ENTRIES SUPPLIED:

━━━━

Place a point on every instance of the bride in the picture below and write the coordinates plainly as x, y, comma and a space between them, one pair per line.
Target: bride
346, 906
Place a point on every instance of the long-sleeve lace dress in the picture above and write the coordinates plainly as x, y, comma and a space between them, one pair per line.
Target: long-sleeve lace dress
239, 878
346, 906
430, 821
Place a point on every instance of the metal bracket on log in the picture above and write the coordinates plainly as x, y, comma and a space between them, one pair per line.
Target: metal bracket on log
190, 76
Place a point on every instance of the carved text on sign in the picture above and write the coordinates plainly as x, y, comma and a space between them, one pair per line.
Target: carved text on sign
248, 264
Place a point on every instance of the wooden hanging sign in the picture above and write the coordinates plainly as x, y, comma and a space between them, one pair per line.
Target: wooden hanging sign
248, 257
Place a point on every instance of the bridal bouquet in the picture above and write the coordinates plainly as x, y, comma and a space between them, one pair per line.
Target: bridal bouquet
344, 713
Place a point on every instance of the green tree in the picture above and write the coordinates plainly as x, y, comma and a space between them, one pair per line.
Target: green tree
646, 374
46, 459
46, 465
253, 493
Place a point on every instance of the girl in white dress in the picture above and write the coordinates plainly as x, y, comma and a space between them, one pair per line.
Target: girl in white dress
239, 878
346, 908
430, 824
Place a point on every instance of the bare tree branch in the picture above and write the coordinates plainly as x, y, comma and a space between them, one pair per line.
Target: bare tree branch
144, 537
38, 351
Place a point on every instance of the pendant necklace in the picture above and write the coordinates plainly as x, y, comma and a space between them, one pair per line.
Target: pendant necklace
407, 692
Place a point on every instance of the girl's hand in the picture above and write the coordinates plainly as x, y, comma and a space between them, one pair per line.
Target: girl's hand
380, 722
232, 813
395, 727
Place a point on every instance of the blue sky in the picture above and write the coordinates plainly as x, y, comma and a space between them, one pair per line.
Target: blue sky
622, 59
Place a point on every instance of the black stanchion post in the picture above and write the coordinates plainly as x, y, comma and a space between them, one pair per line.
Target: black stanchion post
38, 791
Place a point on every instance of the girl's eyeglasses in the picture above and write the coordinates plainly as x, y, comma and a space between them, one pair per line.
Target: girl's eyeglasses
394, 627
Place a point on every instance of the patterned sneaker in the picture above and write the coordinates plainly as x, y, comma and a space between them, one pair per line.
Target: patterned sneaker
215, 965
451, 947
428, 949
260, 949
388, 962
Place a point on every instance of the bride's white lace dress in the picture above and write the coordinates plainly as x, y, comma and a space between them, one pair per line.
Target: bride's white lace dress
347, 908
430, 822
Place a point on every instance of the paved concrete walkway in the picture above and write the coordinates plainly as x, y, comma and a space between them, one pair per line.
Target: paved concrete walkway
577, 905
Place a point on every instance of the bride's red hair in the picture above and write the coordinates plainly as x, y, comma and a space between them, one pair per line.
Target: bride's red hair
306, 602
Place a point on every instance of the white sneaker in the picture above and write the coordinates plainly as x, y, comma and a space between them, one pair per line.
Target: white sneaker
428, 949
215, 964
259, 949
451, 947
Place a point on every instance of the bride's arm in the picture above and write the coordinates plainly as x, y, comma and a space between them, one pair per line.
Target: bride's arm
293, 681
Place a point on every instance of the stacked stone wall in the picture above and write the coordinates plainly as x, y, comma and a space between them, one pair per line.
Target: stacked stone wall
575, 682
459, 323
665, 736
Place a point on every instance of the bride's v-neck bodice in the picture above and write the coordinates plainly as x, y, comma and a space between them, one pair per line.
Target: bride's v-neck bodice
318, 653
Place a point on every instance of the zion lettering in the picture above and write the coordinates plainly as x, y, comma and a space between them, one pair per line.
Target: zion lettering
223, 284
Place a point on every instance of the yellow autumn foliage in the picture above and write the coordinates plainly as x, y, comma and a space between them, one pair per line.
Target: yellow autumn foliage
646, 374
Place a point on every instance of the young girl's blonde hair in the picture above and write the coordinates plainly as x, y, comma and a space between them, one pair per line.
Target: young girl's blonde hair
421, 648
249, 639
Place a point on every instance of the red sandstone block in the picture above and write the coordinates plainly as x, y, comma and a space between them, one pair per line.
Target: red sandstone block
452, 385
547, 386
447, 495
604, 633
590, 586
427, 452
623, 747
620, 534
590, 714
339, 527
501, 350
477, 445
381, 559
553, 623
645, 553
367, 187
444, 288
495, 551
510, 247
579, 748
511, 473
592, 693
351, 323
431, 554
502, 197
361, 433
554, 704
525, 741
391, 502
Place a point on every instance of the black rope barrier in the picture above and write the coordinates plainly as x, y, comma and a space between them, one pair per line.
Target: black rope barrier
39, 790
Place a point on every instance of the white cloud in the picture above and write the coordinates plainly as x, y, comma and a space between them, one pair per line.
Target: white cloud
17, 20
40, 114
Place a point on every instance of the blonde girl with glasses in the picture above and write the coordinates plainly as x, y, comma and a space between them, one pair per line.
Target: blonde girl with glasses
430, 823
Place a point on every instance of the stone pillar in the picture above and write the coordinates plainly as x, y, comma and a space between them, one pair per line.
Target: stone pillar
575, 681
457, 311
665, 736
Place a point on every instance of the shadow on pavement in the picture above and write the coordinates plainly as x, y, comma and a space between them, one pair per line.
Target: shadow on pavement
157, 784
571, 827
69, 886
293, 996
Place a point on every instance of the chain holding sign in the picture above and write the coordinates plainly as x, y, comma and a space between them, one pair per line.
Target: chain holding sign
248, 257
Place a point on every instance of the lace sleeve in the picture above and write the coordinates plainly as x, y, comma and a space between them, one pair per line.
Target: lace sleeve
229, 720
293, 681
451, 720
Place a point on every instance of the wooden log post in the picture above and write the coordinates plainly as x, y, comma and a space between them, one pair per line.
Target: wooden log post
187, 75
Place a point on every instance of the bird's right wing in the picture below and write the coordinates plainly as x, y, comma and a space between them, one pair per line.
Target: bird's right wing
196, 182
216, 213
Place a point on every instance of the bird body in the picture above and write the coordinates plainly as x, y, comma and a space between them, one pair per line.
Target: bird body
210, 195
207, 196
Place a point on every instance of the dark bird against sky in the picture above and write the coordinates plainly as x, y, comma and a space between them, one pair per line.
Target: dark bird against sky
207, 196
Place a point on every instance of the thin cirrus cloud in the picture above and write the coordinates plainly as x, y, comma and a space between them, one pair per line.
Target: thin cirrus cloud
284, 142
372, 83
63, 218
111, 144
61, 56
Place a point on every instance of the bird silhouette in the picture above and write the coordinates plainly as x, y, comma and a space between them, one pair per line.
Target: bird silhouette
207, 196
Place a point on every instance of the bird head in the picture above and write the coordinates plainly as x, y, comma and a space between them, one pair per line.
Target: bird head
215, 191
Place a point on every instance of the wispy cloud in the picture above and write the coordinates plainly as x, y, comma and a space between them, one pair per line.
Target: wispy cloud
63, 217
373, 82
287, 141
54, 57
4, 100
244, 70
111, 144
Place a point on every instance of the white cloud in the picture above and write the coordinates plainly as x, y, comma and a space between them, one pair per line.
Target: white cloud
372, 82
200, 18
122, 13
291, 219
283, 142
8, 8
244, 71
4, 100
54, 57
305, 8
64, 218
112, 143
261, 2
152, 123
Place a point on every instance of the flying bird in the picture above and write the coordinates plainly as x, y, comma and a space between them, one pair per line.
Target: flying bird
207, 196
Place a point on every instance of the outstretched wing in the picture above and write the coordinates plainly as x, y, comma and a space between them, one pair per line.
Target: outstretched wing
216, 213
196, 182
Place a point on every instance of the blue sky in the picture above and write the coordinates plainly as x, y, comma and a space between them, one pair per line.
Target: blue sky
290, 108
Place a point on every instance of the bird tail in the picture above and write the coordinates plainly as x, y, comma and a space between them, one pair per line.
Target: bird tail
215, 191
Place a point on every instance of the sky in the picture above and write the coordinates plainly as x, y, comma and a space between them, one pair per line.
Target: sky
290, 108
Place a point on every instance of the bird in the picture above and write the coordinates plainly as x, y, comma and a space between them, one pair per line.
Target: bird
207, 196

━━━━

GOAL:
Copy out, word for word, the part of the listing that opens with the line containing "Place a point on every instance of the bird in" and runs through the end of the listing, including both ends.

SOLUTION TO THIS PROBLEM:
Place a point on every instance of the bird in the picture above and write the coordinates plainly as x, y, comma and a space between them, one pair per line.
Target: bird
207, 196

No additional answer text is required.